To do: Please return each line in the records below that contains the word "coat".

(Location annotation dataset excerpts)
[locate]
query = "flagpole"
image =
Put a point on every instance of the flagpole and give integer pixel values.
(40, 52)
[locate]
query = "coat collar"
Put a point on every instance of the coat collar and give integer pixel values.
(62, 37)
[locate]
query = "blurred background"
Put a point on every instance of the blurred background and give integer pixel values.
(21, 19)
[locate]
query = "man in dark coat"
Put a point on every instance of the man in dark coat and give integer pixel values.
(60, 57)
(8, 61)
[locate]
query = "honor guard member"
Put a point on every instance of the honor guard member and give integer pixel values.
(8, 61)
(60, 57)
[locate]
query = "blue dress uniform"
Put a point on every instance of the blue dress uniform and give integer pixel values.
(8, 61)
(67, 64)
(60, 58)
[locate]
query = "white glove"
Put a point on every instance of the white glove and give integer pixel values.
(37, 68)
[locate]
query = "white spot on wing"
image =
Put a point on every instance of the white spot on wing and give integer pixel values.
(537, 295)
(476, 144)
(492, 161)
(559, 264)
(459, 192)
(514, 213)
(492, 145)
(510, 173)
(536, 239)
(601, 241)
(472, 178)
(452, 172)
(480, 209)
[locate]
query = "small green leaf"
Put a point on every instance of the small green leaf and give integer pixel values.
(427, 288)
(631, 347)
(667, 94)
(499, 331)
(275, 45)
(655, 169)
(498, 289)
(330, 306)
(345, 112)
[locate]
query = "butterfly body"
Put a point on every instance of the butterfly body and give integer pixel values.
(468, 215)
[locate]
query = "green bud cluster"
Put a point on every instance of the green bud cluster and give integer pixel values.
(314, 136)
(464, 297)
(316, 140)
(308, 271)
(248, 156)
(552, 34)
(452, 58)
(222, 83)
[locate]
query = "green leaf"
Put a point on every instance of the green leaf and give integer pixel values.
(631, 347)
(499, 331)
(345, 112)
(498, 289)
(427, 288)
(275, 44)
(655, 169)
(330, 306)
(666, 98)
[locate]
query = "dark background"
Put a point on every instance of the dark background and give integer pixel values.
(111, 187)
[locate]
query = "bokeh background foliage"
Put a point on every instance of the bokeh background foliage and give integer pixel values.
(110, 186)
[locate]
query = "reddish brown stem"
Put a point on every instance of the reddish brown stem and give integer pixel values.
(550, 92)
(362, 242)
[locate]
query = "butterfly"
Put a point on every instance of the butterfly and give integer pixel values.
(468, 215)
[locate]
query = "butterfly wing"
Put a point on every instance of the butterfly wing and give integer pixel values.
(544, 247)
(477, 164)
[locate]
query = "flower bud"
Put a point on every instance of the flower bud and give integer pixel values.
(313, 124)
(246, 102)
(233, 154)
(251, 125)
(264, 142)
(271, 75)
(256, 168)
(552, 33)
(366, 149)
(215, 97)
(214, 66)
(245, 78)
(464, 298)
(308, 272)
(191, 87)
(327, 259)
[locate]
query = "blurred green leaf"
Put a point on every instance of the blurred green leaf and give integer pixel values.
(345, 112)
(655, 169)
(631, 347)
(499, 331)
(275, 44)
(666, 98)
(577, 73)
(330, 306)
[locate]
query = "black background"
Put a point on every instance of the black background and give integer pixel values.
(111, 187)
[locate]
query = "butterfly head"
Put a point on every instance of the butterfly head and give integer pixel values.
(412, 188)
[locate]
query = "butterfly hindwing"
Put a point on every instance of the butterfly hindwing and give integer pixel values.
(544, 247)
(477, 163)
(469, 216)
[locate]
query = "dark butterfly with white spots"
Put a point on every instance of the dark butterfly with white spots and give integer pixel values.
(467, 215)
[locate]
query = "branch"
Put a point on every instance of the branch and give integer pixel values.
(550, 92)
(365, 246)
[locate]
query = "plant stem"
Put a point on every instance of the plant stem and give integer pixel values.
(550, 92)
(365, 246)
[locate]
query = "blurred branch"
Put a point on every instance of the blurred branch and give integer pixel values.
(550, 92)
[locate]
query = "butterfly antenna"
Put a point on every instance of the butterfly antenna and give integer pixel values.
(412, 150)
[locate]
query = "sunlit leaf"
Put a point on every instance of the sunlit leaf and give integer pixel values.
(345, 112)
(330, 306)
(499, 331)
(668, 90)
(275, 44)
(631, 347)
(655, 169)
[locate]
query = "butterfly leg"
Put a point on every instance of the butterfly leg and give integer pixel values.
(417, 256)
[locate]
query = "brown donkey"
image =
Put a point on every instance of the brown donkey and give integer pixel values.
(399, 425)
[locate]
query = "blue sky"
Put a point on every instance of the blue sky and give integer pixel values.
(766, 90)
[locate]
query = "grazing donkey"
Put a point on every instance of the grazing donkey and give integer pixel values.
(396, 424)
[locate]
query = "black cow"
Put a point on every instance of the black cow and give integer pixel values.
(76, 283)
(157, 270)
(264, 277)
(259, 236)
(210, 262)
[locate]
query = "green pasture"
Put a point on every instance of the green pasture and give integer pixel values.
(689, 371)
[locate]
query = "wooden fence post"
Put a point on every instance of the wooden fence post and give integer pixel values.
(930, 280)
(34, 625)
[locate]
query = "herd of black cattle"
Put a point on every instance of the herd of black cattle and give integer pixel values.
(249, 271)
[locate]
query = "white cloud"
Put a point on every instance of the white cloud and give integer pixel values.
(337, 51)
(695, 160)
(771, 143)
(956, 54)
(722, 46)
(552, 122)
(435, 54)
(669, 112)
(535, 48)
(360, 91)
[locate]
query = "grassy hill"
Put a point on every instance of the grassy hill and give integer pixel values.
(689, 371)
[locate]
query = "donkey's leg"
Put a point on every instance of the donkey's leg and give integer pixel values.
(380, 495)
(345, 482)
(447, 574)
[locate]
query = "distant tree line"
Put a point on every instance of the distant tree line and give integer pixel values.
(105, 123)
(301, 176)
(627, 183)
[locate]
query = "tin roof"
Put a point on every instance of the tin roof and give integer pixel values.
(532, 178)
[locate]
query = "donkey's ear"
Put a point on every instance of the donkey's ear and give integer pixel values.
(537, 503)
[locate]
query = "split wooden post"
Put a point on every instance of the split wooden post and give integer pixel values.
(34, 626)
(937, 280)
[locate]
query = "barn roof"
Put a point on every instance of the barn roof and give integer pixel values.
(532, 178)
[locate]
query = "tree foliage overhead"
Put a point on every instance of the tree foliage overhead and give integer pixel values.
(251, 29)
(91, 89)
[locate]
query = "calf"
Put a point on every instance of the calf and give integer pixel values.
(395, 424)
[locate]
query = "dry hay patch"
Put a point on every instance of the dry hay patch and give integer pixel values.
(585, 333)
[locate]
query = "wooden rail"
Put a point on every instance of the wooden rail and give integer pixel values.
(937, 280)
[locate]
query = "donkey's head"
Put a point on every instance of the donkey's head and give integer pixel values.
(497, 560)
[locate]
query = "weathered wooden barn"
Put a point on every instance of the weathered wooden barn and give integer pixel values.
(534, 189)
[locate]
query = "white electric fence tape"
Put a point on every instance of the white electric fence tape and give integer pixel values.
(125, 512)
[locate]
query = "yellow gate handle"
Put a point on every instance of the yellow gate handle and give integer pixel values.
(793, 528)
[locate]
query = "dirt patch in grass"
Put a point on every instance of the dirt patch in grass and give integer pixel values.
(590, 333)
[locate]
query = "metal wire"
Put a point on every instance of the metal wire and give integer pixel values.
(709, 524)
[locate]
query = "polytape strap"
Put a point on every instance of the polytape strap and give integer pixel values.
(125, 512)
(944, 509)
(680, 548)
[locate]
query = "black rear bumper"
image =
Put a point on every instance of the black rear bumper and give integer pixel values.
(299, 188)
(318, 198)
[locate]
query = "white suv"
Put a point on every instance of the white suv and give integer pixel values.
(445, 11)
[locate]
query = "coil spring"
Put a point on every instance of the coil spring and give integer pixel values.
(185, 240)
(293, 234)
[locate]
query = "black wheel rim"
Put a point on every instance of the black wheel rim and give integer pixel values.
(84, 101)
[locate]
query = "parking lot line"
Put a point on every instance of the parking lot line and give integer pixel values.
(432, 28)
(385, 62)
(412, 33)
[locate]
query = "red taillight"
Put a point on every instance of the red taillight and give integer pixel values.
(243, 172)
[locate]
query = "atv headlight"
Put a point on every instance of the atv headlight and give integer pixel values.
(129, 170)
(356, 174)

The solution:
query = "coat collar"
Put a point on every instance of the coat collar and give integer pixel values.
query = "man in dark coat"
Put a point on every instance of the man in dark coat and give integer pixel values.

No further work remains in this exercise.